→ **Set exercise**:
Copy word for word every line from the start of the rows through the line containing "[[134, 113]]", both ends included, and leave the pictures out.

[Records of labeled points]

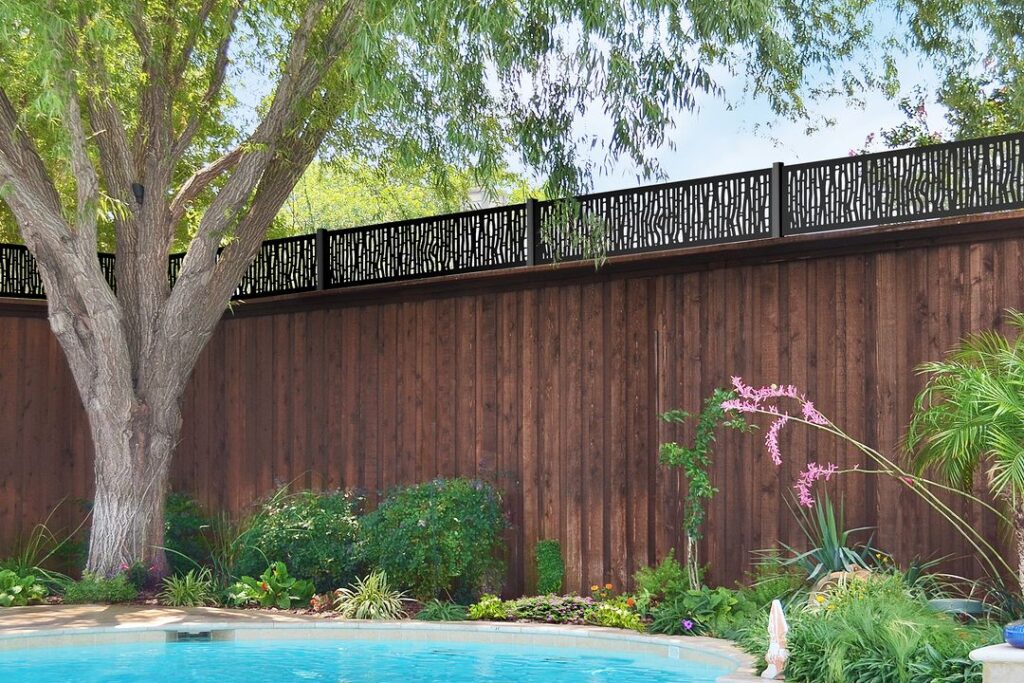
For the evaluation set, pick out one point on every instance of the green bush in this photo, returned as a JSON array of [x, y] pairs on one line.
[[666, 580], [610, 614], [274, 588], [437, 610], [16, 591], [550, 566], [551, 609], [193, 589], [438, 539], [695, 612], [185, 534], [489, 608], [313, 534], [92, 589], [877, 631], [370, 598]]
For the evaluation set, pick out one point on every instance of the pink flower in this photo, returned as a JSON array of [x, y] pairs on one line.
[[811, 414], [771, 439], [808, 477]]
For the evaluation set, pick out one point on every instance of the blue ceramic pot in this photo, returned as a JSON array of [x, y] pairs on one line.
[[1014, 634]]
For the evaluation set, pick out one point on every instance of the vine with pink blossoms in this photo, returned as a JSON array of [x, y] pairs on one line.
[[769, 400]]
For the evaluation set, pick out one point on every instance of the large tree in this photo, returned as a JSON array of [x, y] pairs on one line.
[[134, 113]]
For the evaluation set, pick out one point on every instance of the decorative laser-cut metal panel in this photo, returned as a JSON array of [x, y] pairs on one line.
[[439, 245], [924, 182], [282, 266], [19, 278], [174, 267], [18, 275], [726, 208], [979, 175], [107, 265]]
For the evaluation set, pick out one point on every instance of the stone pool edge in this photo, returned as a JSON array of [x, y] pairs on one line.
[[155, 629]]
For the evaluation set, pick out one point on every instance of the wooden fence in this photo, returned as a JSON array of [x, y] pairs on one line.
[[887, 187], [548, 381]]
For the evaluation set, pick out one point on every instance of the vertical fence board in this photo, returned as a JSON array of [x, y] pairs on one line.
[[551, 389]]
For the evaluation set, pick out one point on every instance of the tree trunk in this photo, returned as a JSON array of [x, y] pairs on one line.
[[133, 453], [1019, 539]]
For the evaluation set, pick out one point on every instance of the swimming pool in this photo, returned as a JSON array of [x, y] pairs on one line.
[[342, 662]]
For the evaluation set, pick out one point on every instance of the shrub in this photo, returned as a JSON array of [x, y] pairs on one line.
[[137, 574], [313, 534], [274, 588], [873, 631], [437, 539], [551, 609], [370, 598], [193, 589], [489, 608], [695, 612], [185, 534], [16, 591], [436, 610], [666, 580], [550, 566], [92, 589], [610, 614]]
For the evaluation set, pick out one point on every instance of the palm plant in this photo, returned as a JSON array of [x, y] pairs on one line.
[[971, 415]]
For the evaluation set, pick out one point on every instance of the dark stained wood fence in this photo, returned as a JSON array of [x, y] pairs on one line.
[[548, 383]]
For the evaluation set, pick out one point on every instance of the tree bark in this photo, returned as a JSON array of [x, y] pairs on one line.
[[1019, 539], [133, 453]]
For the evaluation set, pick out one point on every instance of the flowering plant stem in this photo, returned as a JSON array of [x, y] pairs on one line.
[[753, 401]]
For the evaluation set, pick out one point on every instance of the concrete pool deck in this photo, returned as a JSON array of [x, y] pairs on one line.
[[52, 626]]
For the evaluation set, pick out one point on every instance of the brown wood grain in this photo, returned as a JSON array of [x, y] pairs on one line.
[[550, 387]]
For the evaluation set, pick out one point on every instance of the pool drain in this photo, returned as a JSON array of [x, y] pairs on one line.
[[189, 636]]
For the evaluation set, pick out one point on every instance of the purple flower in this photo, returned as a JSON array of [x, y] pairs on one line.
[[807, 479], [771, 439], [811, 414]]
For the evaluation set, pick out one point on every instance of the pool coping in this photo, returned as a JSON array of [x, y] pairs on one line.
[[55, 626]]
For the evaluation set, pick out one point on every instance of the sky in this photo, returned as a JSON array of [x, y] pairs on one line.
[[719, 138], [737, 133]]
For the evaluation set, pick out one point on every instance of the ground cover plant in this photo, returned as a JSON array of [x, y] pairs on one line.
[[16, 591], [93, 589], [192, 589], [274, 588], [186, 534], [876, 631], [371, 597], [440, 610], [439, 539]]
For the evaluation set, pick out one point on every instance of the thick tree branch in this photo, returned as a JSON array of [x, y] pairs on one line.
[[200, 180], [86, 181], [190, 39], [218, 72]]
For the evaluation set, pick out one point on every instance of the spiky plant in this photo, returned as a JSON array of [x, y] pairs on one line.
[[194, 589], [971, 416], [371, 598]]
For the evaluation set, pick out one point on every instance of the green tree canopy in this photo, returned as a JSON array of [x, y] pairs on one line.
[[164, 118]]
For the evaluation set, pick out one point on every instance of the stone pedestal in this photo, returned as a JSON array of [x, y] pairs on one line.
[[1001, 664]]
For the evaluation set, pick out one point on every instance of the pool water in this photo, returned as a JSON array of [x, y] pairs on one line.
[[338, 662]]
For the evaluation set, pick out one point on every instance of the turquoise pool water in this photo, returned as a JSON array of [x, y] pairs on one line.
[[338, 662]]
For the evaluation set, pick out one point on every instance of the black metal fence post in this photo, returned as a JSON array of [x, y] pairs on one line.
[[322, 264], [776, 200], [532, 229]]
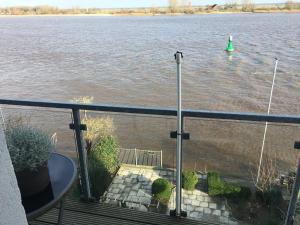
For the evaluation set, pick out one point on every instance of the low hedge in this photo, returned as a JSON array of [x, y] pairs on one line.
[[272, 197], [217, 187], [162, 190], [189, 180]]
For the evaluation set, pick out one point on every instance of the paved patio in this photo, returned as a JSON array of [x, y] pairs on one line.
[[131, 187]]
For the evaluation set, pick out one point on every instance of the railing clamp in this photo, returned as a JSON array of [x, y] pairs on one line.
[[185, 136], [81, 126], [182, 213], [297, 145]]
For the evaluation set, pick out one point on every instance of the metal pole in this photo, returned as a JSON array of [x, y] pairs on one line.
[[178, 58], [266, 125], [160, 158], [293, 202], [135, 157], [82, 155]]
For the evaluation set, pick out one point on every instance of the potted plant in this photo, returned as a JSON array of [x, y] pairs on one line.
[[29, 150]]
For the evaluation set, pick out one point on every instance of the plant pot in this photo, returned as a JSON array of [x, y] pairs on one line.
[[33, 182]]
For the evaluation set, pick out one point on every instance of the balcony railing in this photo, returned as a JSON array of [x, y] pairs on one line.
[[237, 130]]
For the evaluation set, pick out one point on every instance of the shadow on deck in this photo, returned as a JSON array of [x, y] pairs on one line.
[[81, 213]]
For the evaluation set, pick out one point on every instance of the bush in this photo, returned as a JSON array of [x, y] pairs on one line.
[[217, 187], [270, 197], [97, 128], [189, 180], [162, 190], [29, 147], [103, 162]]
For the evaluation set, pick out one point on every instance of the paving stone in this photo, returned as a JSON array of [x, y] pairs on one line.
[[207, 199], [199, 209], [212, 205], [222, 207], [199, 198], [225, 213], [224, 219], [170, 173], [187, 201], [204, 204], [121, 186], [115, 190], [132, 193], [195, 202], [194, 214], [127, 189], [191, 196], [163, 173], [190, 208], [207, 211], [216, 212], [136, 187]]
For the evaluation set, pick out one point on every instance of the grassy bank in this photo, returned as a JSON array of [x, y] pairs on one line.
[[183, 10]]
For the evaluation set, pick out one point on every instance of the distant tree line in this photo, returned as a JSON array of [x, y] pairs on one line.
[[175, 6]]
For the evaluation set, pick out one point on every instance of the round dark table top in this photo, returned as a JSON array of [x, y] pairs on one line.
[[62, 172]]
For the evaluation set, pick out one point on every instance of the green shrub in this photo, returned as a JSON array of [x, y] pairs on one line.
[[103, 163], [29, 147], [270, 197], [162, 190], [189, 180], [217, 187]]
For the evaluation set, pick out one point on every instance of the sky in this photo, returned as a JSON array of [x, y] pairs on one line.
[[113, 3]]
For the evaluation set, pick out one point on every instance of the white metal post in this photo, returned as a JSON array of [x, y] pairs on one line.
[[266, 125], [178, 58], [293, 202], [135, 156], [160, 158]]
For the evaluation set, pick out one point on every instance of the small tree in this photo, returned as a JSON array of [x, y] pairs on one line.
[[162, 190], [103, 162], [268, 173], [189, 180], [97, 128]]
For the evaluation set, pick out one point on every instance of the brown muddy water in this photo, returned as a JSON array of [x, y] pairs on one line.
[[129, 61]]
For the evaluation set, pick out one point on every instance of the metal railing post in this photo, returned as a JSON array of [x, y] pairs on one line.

→ **Answer to this exercise**:
For the evaluation set, pick out one point on every instance of the green bush in this photo, returned as a JSON array of [x, y] pairs on one line.
[[666, 580], [610, 614], [274, 588], [437, 610], [16, 591], [550, 566], [551, 609], [193, 589], [438, 539], [695, 612], [185, 534], [489, 608], [313, 534], [92, 589], [877, 631], [370, 598]]
For the evaluation set, pick out one point on every instance of the pink flower in this photo, returned as a JSON array of [x, y] pairs on one line.
[[811, 414], [771, 439], [808, 477]]
For the evaluation set, pick out one point on every instance of the blue ceramic pot in this photo, returned as a JSON array of [x, y] pairs on one line.
[[1014, 634]]
For the evaluation set, pick out one point on every instance of the vine with pink blossoms in this photo, returned as a JSON array of [x, y] pairs on one line.
[[769, 400]]
For the evaluation set, pick out one point on every instance of the large tree in this photo, returned as a JSON array of [x, y] pairs on one line.
[[134, 113]]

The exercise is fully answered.